▸ **Description of the task**
Format the entries below as a numbered list and drop any blank lines.

▸ **Information provided**
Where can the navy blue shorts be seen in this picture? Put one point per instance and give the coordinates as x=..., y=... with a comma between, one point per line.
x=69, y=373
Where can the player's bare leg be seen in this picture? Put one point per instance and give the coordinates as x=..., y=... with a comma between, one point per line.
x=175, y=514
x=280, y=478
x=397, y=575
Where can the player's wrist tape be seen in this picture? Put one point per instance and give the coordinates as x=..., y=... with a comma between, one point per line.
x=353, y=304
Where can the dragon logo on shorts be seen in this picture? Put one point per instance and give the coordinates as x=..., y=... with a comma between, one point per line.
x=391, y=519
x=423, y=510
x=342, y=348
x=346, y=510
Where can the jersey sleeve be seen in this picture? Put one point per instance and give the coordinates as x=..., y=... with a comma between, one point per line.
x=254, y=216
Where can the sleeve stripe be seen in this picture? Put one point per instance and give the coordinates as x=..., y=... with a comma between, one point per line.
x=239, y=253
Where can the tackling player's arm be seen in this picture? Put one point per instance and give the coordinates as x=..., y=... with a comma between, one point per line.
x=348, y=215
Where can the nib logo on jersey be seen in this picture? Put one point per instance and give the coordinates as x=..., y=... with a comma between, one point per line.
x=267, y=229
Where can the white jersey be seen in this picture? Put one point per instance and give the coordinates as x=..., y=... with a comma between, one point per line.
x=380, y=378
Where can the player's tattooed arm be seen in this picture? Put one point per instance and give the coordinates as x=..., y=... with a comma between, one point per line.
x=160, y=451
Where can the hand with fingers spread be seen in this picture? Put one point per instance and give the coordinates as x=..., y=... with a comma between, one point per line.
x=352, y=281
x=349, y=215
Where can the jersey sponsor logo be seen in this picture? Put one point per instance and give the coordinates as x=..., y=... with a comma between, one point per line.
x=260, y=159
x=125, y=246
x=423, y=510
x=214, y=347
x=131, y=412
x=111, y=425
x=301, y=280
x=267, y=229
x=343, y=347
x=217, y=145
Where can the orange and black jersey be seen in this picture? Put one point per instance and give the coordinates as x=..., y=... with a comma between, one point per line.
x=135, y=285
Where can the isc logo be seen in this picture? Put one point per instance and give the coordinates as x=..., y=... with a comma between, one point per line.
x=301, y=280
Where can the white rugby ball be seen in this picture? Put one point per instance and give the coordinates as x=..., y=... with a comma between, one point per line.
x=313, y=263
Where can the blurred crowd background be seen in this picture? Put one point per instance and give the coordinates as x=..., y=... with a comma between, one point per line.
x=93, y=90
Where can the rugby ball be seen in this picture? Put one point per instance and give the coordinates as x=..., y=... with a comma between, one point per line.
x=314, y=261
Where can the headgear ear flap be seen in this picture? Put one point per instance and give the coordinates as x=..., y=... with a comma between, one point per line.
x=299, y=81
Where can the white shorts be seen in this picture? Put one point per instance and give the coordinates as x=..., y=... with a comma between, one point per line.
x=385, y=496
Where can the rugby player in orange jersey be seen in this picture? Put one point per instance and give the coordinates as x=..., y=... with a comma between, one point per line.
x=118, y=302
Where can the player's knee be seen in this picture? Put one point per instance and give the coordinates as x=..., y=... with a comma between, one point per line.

▸ **The answer**
1. Where can the navy blue shorts be seen in this picture? Put one point per instance and give the coordinates as x=..., y=... with a comma between, one point per line.
2. x=69, y=373
3. Where can the player's bare leg be seen in this picture? Put one point per instance and give the coordinates as x=..., y=... with a comma between, one point per line.
4. x=175, y=514
5. x=280, y=478
6. x=397, y=575
7. Where can the player's wrist tape be seen in this picture? Put one point per instance and give the coordinates as x=..., y=... with a comma between, one point per line.
8. x=353, y=304
9. Where can the dragon logo on shorts be seen in this picture? Put one point per instance and give the coordinates as x=..., y=... with a comma between, one point per line.
10. x=391, y=519
11. x=423, y=510
12. x=342, y=348
13. x=346, y=510
14. Where can the jersey sleeve be seen in this picture? Put one point per instance and give the coordinates as x=..., y=... with a comma between, one point per line.
15. x=254, y=216
16. Where can the sleeve stripe be seen in this picture? Put one point per instance and give the coordinates as x=..., y=... with a comma between, one point per line.
17. x=239, y=253
18. Where can the tackling player's arm be seen in this picture? Put one point per instance and give the coordinates as x=..., y=... with a comma between, one point per line.
19. x=348, y=215
20. Where can the nib logo on jersey be seen in this picture? Put one point per instance and give the coordinates as x=..., y=... with a comma between, one point per line.
21. x=267, y=229
22. Where can the white jersey be seen in this picture? Put one point per instance and give the coordinates as x=..., y=... with a comma between, one point per line.
23. x=380, y=378
24. Where can the player's tattooed arm be seen in this picture? Put one point per instance and give the coordinates as x=..., y=... with a comma between, one point per line.
25. x=160, y=451
26. Where can the hand with fingers spread be seen in this picture? Put one point per instance and give the coordinates as x=..., y=... with a comma between, one point per line.
27. x=352, y=281
28. x=349, y=215
29. Where can the jersey sponsor logo be seen in this picture? Put one point per instance and give the coordinates as x=..., y=... with a comma between, one point per line.
30. x=260, y=159
31. x=125, y=246
32. x=423, y=510
33. x=214, y=347
34. x=131, y=412
35. x=111, y=425
36. x=301, y=280
37. x=267, y=229
38. x=343, y=347
39. x=217, y=145
40. Where can the orange and black jersey be seen in this picture? Put one point per instance and give the coordinates as x=..., y=... with a comma between, one point per line.
41. x=135, y=285
42. Where can the isc logo be seen in this picture? Put one point per instance and give the coordinates as x=..., y=... with a comma between, one point per line.
43. x=301, y=280
44. Where can the white rugby ball be seen in this picture? Put one point per instance and give the coordinates as x=..., y=... with a comma between, one point per line.
45. x=313, y=263
46. Where can the blurred crowd background be seen in this picture? Put one point per instance and give the coordinates as x=..., y=... with a comma between, one point per line.
47. x=93, y=90
48. Where can the rugby ball be seen in this picture? Put one point per instance and give the coordinates as x=..., y=... with a comma between, one point per line.
49. x=314, y=261
50. Where can the headgear ear flap be seen in this picture? Put one point per instance and give the coordinates as x=..., y=... with a comma between, one point per line.
51. x=299, y=81
52. Where can the white shorts be seen in this picture? Put one point per instance and give the coordinates as x=..., y=... with a comma between, one point per line.
53. x=385, y=496
54. Where can the rugby player in orange jersey be seen in this picture? Put one point per instance and give the coordinates as x=..., y=... with a comma between, one point per line.
55. x=118, y=302
56. Where can the player's knee be seen in this picture? Put one point per instance and give the coordinates as x=..., y=... with a comma between, one point per line.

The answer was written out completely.